If you’re trying to run a business without an accountant I definitely recommend trying to do your filings well before the deadline. There were quite a few occasions where we started the process only to find we needed to request and activation code or password reset that would take an extra week or two to arrive.
We signed in to the HMRC portal and were offered the choice to submit both HMRC’s company tax accounts and Companies House’s annual accounts at the same time.
And then the first confusing part hit. Because we formed the company in the middle of the month our ‘first year’ actually covered slightly more than a year.
Which was fine for companies house, but apparently the HMRC company tax return can only cover a maximum of a 12 months period. It turns out we’d need to do two returns, one for the 13th April 2015 to 31 March 2016 and then another one for the final month, 1st April 2016 to 30 April 2016.
What a stupid system. But OK.
Then was the next choice. I was given a bunch of tick boxes on the size of the company and it confirmed that we were small enough to be classed as a ‘micro-entity’. From the gov.uk website:
Micro-entities are very small companies. Your company will be a micro-entity if it has any 2 of the following: a turnover of £632,000 or less. £316,000 or less on its balance sheet. 10 employees or less.
Great! That means we could submit even less information than previously expected.
Sure enough, next page gave us that option:
I did some Googling to try and see if there was any advantage to filing full or abbreviated accounts instead of the micro ones, and couldn’t find anything. On a side note, why aren’t there more resources helping non-accountants manage their businesses? Everything I googled led me to horrendous, unreadable discussions between accountancy geeks.
I was very impressed by the next few pages. Everything was displayed in a straightforward manner with descriptions of what everything meant.
I flew through the first few sections until I arrived at the ‘Profit and Loss’ and ‘Balance Sheet’.
For profit and loss, I compared what we had on the Xero page and then input it into the correct boxes on HMRC.
Tax refers to corporation tax, which is set at 20% of the companies profits. I believe there is a way to show that in Xero but I didn’t look into it and just entered the figure manually.
Then I got to the balance sheet and realised I’d made a mistake. I had nowhere in Xero accounted for the amount of stock we had at the end of the year.

◇ ◇ ◇ ◇ ◇

→ Instruction a: Reproduce the recorded data verbatim, starting at the beginning of the records and ending with the line that contains "barrel, one point per instance.".

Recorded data
◇ ◇ ◇ ◇ ◇

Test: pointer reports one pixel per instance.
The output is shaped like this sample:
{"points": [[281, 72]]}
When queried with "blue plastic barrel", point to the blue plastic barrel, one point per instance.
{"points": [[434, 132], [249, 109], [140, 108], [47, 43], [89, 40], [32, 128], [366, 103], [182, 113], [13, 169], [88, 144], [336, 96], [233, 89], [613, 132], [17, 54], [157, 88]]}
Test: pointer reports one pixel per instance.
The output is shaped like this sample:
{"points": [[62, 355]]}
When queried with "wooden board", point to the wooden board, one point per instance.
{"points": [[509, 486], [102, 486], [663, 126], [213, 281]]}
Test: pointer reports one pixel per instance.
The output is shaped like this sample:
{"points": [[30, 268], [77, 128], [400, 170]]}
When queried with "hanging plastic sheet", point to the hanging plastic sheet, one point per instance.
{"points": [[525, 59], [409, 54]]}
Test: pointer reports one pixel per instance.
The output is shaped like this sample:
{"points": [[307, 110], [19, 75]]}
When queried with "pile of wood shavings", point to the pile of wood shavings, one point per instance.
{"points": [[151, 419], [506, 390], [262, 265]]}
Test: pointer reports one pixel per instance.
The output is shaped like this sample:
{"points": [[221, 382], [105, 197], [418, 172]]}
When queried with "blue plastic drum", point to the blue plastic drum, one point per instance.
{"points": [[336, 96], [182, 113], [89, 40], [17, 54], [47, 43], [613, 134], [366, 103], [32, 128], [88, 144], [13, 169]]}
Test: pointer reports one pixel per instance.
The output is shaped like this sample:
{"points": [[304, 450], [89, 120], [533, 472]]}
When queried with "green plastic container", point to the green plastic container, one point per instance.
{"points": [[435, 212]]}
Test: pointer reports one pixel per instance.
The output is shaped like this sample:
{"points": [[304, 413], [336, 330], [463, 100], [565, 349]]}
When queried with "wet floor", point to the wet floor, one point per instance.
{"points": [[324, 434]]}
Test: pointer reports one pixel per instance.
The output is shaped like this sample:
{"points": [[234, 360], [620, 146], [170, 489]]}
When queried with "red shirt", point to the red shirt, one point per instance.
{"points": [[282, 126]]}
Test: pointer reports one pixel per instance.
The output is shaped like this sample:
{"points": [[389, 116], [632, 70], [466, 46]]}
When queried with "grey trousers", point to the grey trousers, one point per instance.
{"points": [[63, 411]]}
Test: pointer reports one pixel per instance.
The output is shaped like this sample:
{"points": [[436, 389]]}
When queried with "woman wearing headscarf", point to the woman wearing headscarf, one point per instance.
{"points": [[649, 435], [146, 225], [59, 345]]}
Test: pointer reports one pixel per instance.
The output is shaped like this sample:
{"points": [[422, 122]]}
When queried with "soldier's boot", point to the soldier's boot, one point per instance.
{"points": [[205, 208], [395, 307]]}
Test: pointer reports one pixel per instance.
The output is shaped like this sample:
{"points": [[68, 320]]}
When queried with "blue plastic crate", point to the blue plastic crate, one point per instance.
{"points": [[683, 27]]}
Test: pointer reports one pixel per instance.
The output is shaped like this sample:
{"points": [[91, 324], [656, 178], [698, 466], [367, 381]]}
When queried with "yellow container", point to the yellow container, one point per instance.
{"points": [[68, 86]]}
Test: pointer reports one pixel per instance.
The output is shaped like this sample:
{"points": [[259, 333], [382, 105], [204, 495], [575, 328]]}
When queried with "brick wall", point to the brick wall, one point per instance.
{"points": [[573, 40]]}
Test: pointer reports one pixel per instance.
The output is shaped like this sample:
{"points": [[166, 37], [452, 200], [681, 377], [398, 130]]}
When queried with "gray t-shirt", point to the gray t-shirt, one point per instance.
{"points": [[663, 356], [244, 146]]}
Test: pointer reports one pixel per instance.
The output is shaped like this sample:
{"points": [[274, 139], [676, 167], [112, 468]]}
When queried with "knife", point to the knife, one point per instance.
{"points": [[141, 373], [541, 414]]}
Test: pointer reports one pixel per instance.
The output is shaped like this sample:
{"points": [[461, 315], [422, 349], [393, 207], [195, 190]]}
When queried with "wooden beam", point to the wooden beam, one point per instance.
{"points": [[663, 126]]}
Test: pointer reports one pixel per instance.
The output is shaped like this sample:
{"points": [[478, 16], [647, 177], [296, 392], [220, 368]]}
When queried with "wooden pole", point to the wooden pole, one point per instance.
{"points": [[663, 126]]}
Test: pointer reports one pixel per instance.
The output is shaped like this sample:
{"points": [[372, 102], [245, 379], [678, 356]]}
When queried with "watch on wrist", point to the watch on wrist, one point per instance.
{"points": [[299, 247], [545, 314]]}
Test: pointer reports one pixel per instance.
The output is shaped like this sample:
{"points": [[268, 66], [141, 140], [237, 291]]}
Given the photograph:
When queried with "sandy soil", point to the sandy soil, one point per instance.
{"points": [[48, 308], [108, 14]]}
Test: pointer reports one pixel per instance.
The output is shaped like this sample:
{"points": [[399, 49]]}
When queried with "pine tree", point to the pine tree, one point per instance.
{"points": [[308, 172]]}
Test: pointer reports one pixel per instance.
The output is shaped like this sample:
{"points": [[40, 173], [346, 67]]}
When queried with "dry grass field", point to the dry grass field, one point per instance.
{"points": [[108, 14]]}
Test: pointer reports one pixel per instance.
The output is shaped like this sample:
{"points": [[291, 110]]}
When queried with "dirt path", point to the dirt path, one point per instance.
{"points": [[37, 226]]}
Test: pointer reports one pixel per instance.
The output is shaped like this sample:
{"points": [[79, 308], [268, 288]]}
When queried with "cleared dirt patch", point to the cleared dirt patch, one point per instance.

◇ ◇ ◇ ◇ ◇

→ Instruction b: In the account of filing company accounts, what is the longest period that an HMRC company tax return can cover?

→ Output a:
Test: pointer reports one pixel per instance.
The output is shaped like this sample:
{"points": [[281, 72]]}
When queried with "blue plastic barrel", point to the blue plastic barrel, one point per instance.

→ Output b: An HMRC company tax return can cover a maximum of 12 months.